● REQUIRED TASK: Return every one of the entries below word for word, but omit the pictures from your answer.

------ RAW DATA

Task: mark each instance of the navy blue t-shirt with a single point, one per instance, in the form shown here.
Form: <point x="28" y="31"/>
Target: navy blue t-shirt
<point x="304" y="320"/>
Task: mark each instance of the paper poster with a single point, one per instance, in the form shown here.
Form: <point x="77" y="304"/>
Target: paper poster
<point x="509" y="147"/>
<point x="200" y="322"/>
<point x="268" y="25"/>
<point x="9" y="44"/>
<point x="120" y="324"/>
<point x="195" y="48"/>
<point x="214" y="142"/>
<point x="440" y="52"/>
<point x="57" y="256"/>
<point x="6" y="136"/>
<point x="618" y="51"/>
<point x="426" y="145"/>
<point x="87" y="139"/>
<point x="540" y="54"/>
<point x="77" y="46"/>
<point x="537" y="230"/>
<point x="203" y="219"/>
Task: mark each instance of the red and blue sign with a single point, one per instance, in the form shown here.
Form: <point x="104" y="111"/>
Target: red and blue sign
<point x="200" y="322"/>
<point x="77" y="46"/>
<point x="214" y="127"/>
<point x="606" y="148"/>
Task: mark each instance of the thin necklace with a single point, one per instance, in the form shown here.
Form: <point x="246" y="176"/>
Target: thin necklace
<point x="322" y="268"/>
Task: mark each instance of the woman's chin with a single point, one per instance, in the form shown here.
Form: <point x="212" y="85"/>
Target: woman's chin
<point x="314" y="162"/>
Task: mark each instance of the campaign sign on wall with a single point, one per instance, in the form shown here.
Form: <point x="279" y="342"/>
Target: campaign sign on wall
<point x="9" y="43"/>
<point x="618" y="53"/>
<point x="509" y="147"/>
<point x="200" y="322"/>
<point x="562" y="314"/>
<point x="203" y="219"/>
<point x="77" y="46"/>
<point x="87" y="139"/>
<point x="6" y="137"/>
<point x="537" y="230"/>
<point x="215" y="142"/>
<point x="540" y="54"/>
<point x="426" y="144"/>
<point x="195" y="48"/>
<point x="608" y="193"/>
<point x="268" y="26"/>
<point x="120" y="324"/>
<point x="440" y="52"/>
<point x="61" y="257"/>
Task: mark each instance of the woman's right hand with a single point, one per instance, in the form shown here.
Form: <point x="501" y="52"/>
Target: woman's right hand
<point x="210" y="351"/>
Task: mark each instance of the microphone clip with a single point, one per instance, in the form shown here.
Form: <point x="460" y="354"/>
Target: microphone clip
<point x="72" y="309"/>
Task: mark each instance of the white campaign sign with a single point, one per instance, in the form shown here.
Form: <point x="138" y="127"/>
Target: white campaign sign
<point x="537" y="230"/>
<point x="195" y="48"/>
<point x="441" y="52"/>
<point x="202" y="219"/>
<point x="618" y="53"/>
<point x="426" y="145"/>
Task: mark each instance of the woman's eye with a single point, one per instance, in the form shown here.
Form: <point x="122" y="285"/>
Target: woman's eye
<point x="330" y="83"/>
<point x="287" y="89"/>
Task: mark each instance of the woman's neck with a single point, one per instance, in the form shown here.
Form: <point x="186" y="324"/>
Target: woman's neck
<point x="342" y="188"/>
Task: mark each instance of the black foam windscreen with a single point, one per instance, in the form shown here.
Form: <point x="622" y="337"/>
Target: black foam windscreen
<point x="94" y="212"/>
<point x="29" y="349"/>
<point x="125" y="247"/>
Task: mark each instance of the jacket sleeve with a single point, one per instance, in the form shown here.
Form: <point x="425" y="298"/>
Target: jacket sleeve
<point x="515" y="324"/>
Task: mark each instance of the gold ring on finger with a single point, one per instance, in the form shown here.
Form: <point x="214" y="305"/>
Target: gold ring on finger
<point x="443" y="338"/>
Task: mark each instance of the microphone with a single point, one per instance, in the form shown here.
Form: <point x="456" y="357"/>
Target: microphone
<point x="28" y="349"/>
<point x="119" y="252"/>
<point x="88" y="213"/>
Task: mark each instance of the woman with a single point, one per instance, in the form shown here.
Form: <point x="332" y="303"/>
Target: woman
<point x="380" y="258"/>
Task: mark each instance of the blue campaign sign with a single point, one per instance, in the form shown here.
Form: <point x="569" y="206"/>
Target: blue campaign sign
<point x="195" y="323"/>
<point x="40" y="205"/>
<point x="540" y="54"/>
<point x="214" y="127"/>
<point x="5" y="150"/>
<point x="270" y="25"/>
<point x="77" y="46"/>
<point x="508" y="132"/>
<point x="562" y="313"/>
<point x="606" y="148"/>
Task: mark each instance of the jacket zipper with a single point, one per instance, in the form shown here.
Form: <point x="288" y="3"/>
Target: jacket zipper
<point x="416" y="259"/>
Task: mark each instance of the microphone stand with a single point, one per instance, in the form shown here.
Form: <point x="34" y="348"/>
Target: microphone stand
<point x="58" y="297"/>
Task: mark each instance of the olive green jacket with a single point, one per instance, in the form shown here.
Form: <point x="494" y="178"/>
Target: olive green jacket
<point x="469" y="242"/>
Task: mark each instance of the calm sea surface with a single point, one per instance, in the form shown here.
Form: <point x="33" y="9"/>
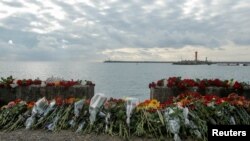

------------

● EXERCISE RESULT:
Task: mark each instance of the navy blue t-shirt with a single point, one per instance, in the form shown here.
Form: <point x="28" y="31"/>
Target: navy blue t-shirt
<point x="304" y="320"/>
Task: mark each instance of the paper poster with a single point, one per instance, in the form shown here.
Form: <point x="77" y="304"/>
Target: paper poster
<point x="509" y="147"/>
<point x="200" y="322"/>
<point x="268" y="25"/>
<point x="9" y="44"/>
<point x="120" y="324"/>
<point x="195" y="48"/>
<point x="214" y="142"/>
<point x="440" y="52"/>
<point x="57" y="256"/>
<point x="6" y="136"/>
<point x="618" y="51"/>
<point x="426" y="145"/>
<point x="87" y="139"/>
<point x="540" y="54"/>
<point x="77" y="46"/>
<point x="537" y="230"/>
<point x="203" y="219"/>
Task: mark each instance of the red and blue sign with a single point, one per instance, in the form shown here.
Form: <point x="104" y="111"/>
Target: red and blue sign
<point x="200" y="322"/>
<point x="77" y="46"/>
<point x="214" y="127"/>
<point x="606" y="148"/>
Task: mark each instance of the thin necklace with a single point, one per instance, in the form shown here.
Form: <point x="246" y="176"/>
Target: thin necklace
<point x="322" y="268"/>
Task: mark each instance of the woman's chin with a single point, one per instance, in the form shown here.
Form: <point x="212" y="85"/>
Target: woman's chin
<point x="314" y="162"/>
Task: mark each instance of the campaign sign on wall with a single point, one per instance, in the form shown here.
Form: <point x="279" y="342"/>
Target: campaign sign on wall
<point x="9" y="43"/>
<point x="618" y="53"/>
<point x="509" y="147"/>
<point x="200" y="322"/>
<point x="562" y="314"/>
<point x="203" y="219"/>
<point x="77" y="46"/>
<point x="87" y="139"/>
<point x="6" y="137"/>
<point x="537" y="230"/>
<point x="215" y="142"/>
<point x="540" y="54"/>
<point x="426" y="144"/>
<point x="195" y="48"/>
<point x="608" y="193"/>
<point x="268" y="26"/>
<point x="120" y="324"/>
<point x="440" y="52"/>
<point x="61" y="257"/>
Task: mark each instance of the woman's right hand with a single point, one per instance, in the form shown here.
Form: <point x="501" y="52"/>
Target: woman's right hand
<point x="210" y="351"/>
Task: mark each instance of the microphone clip with a single point, one per instance, in the form shown here.
Form: <point x="460" y="354"/>
Target: microphone clip
<point x="72" y="309"/>
Task: mark each instance of the white campaign sign with a single point, one per instance, in the form shown here.
Form: <point x="138" y="127"/>
Target: white campaign sign
<point x="537" y="230"/>
<point x="195" y="48"/>
<point x="441" y="52"/>
<point x="202" y="219"/>
<point x="618" y="53"/>
<point x="426" y="145"/>
Task: mark each instance of the woman's eye with a single point, one per instance, in the form shown here.
Form: <point x="122" y="285"/>
Target: woman's eye
<point x="330" y="83"/>
<point x="287" y="89"/>
Task: mark each instance of the woman's neck with a single point, one per instance, in the form shown here.
Form: <point x="186" y="324"/>
Target: woman's neck
<point x="342" y="188"/>
Task: mark each instance of the black foam windscreen with a single point, one per instance, in the form shown here.
Form: <point x="622" y="337"/>
Target: black foam windscreen
<point x="94" y="212"/>
<point x="29" y="349"/>
<point x="125" y="247"/>
Task: mark each instance of the jacket sleeve with a single point, one per instance, in the form shown here.
Form: <point x="425" y="298"/>
Target: jacket sleeve
<point x="515" y="324"/>
Task: mark each instance of the gold ring on finger with a single point, one per instance, in the form shown here.
Form: <point x="214" y="305"/>
Target: gold ring on finger
<point x="443" y="338"/>
Task: mark each instance of the microphone with a single point, one per instance, in the form shown here.
Form: <point x="456" y="357"/>
Target: microphone
<point x="28" y="349"/>
<point x="119" y="252"/>
<point x="88" y="213"/>
Task: mark each instance of the woman with a single point, one per instance, in the form shown here.
Form: <point x="332" y="303"/>
Target: woman
<point x="380" y="258"/>
Task: mark each instance of the blue campaign sign with a single point, one per instance, in the form shown here.
Form: <point x="569" y="206"/>
Target: blue campaign sign
<point x="195" y="323"/>
<point x="40" y="205"/>
<point x="540" y="54"/>
<point x="214" y="127"/>
<point x="5" y="150"/>
<point x="270" y="25"/>
<point x="77" y="46"/>
<point x="508" y="132"/>
<point x="562" y="313"/>
<point x="606" y="148"/>
Task: mark each instance of the jacket zipper with a single point, one per instance, in the form shown here.
Form: <point x="288" y="3"/>
Target: jacket zipper
<point x="416" y="259"/>
Task: mark each instance of the microphone stand with a single point, one per instance, in the form shown here.
Form: <point x="34" y="348"/>
Target: microphone stand
<point x="58" y="297"/>
Task: mark each instance of the olive green jacket with a single point, one per instance, in the form shown here.
Form: <point x="494" y="178"/>
Target: olive green jacket
<point x="469" y="242"/>
Task: mark each instance of the calm sea surface with a single point, one per instance, in the form shown here.
Form: <point x="33" y="9"/>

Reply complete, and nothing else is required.